■ Directions for this task
All entries below need to be written out exactly, but without their pictures.

== Extracted records

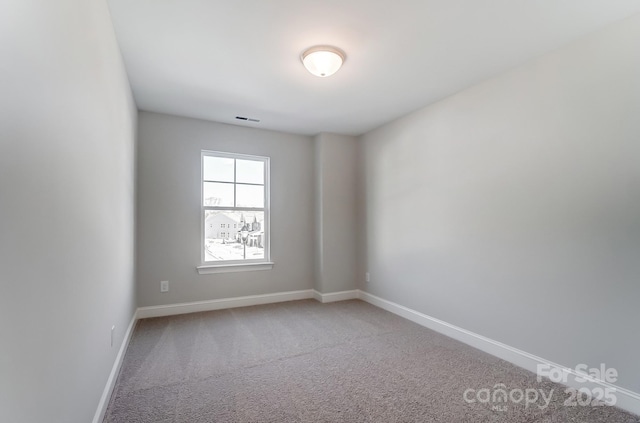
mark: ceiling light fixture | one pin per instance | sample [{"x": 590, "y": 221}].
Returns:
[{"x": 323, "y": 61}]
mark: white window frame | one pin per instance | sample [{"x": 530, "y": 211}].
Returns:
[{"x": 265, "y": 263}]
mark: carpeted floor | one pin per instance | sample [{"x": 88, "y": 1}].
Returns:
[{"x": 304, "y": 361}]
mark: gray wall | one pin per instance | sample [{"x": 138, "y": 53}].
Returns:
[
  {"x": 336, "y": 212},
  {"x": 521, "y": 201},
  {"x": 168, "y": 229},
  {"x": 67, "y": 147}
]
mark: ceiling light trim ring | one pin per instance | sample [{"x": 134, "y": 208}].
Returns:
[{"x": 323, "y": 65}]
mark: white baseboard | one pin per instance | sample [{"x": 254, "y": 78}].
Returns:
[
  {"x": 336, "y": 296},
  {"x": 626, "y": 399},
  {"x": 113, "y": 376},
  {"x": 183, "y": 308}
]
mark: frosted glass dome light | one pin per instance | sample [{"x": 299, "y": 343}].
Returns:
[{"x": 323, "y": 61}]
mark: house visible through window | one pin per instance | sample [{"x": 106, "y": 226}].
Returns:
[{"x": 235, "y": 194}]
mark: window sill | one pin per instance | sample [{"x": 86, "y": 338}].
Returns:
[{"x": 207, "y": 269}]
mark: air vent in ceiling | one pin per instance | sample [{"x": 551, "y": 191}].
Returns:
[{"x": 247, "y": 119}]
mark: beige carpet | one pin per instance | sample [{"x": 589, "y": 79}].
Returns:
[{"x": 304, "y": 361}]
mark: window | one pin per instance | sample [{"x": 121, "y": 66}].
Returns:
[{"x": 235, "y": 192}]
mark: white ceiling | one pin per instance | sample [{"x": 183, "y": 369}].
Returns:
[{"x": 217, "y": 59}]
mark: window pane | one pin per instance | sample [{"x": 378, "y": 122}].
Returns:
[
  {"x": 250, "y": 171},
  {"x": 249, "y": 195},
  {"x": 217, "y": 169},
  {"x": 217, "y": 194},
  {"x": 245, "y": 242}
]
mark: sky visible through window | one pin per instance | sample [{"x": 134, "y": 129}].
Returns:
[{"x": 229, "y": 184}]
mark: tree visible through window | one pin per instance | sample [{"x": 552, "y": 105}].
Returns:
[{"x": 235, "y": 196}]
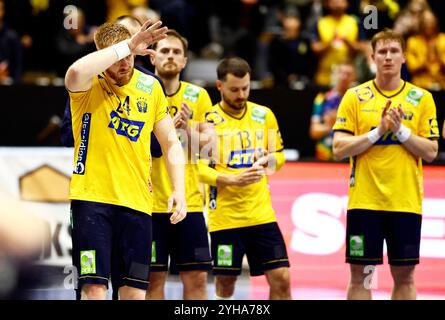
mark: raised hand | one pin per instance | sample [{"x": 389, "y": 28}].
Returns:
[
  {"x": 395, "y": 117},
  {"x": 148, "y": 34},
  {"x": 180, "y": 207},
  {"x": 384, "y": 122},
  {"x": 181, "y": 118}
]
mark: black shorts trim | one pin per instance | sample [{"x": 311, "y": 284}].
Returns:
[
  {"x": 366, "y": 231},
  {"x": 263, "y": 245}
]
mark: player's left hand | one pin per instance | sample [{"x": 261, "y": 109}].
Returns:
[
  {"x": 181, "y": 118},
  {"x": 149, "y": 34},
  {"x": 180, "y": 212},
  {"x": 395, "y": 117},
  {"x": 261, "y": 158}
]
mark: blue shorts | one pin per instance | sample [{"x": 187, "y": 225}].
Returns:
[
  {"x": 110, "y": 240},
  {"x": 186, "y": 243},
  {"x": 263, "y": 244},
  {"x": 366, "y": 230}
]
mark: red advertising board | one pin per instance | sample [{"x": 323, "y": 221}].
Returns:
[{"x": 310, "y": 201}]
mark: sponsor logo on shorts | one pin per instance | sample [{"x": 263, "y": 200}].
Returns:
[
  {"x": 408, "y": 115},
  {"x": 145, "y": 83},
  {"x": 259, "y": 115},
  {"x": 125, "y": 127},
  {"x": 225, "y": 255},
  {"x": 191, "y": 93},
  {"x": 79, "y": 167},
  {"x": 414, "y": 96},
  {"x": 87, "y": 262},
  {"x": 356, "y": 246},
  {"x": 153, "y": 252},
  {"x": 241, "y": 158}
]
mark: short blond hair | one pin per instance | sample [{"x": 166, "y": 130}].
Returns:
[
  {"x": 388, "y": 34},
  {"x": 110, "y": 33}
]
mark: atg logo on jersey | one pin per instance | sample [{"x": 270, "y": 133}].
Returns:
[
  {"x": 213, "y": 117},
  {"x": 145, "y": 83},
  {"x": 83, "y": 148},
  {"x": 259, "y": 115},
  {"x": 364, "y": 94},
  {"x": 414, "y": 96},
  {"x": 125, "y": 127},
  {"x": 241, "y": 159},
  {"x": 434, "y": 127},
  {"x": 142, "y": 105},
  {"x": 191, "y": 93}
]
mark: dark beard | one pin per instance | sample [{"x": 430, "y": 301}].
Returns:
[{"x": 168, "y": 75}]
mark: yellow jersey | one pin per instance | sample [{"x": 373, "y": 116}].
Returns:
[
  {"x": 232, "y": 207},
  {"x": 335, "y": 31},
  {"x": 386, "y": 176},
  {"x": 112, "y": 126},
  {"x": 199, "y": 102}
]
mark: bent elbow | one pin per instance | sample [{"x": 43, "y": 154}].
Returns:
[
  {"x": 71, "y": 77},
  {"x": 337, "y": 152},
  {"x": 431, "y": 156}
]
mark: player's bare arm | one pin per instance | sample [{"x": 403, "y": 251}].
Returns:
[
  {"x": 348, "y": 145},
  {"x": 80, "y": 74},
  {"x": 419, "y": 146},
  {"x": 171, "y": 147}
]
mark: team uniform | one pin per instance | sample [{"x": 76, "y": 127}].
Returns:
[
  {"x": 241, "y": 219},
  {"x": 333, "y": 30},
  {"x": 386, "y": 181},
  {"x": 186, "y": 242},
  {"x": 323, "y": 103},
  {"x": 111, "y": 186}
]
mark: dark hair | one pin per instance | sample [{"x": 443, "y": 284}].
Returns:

====

■ Final result
mark: ceiling light fixture | one pin per instance | sample [{"x": 590, "y": 221}].
Returns:
[{"x": 323, "y": 61}]
mark: white window frame | one pin per instance | sample [{"x": 530, "y": 211}].
Returns:
[{"x": 265, "y": 263}]
mark: carpeted floor | one pin per instance | sample [{"x": 88, "y": 1}].
Returns:
[{"x": 304, "y": 361}]
mark: gray wall | one pin per instance | sample [{"x": 138, "y": 53}].
Returns:
[
  {"x": 336, "y": 212},
  {"x": 521, "y": 201},
  {"x": 168, "y": 229},
  {"x": 67, "y": 147}
]
mark: ceiling light trim ring | one pin per instance | sample [{"x": 134, "y": 208}].
Returns:
[{"x": 323, "y": 65}]
mark: white baseboard | one pin per instance | sample [{"x": 254, "y": 78}].
Returns:
[
  {"x": 336, "y": 296},
  {"x": 626, "y": 399},
  {"x": 113, "y": 376},
  {"x": 183, "y": 308}
]
mark: frosted glass dome light | one pin per instance | sample [{"x": 299, "y": 343}].
Returns:
[{"x": 323, "y": 61}]
mark: house visible through window | one pin per instance | sample [{"x": 106, "y": 226}].
Returns:
[{"x": 235, "y": 194}]
mark: window sill | one pin per instance | sample [{"x": 86, "y": 338}].
Returns:
[{"x": 207, "y": 269}]
mark: air vent in ceiling | one pin per instance | sample [{"x": 551, "y": 191}].
Returns:
[{"x": 247, "y": 119}]
mark: beige carpet | one pin per instance | sample [{"x": 589, "y": 79}].
Returns:
[{"x": 304, "y": 361}]
mark: window | one pin per instance | sample [{"x": 121, "y": 66}].
Returns:
[{"x": 235, "y": 192}]
mark: white ceiling | one pin per instance | sample [{"x": 183, "y": 369}].
Returns:
[{"x": 217, "y": 59}]
mark: window pane | one pin per instance | sample [{"x": 378, "y": 122}].
Returns:
[
  {"x": 250, "y": 171},
  {"x": 249, "y": 195},
  {"x": 217, "y": 169},
  {"x": 217, "y": 194},
  {"x": 245, "y": 242}
]
mark: sky visible through window | one pin per instance | sample [{"x": 134, "y": 129}].
Returns:
[{"x": 229, "y": 184}]
mark: tree visible through window | one pin per instance | sample [{"x": 552, "y": 105}].
Returns:
[{"x": 235, "y": 196}]
mark: raised hand | one pin per instance | sample [{"x": 389, "y": 28}].
Returns:
[
  {"x": 395, "y": 117},
  {"x": 148, "y": 34},
  {"x": 180, "y": 207},
  {"x": 384, "y": 122},
  {"x": 181, "y": 118}
]
mark: black shorts trim | one pin per instance | sample [{"x": 311, "y": 284}].
Returns:
[
  {"x": 366, "y": 231},
  {"x": 263, "y": 245}
]
mark: player's left hand | one pin per instance | sample [{"x": 261, "y": 109}].
Returns:
[
  {"x": 181, "y": 118},
  {"x": 149, "y": 34},
  {"x": 180, "y": 212},
  {"x": 395, "y": 117},
  {"x": 261, "y": 158}
]
mark: blue shorts | one pin per instance | sample [{"x": 187, "y": 225}].
Returns:
[
  {"x": 110, "y": 240},
  {"x": 186, "y": 243},
  {"x": 263, "y": 244},
  {"x": 366, "y": 230}
]
mark: red advertising board | one pin per instance | sample [{"x": 323, "y": 221}].
Returns:
[{"x": 310, "y": 201}]
mark: sponsor logo on shorts | one pin per instance | sample [{"x": 263, "y": 200}].
Returns:
[
  {"x": 408, "y": 115},
  {"x": 145, "y": 83},
  {"x": 259, "y": 115},
  {"x": 125, "y": 127},
  {"x": 225, "y": 255},
  {"x": 191, "y": 93},
  {"x": 79, "y": 167},
  {"x": 414, "y": 96},
  {"x": 87, "y": 262},
  {"x": 356, "y": 246},
  {"x": 153, "y": 252},
  {"x": 241, "y": 158}
]
mark: short blond hair | one pin per instance | sample [{"x": 166, "y": 130}].
Returns:
[
  {"x": 388, "y": 34},
  {"x": 110, "y": 33}
]
mark: atg logo on jersey | one pin per instance | sample [{"x": 270, "y": 133}].
Returns:
[
  {"x": 213, "y": 117},
  {"x": 145, "y": 83},
  {"x": 83, "y": 148},
  {"x": 259, "y": 115},
  {"x": 364, "y": 94},
  {"x": 414, "y": 96},
  {"x": 125, "y": 127},
  {"x": 241, "y": 159},
  {"x": 434, "y": 127},
  {"x": 142, "y": 105},
  {"x": 191, "y": 93}
]
mark: dark beard | one pin per instance | sample [{"x": 430, "y": 301}].
Returns:
[{"x": 168, "y": 75}]
mark: yellow jersey | one pin per instance | sample [{"x": 373, "y": 116}].
Returns:
[
  {"x": 232, "y": 207},
  {"x": 335, "y": 31},
  {"x": 386, "y": 176},
  {"x": 112, "y": 126},
  {"x": 199, "y": 102}
]
mark: bent elbow | one pin per instance | sample [{"x": 43, "y": 154}].
Returns:
[
  {"x": 71, "y": 77},
  {"x": 337, "y": 152},
  {"x": 431, "y": 156}
]
mark: player's bare arm | one pin per instance | sample [{"x": 403, "y": 251}].
Returns:
[
  {"x": 348, "y": 145},
  {"x": 80, "y": 74},
  {"x": 419, "y": 146},
  {"x": 171, "y": 147}
]
mark: team uniform | one pin per instance | sample [{"x": 76, "y": 127}].
Returns:
[
  {"x": 241, "y": 219},
  {"x": 333, "y": 30},
  {"x": 386, "y": 181},
  {"x": 186, "y": 242},
  {"x": 323, "y": 103},
  {"x": 111, "y": 186}
]
mark: dark hair | one pin per instance | sample [{"x": 443, "y": 284}].
Returns:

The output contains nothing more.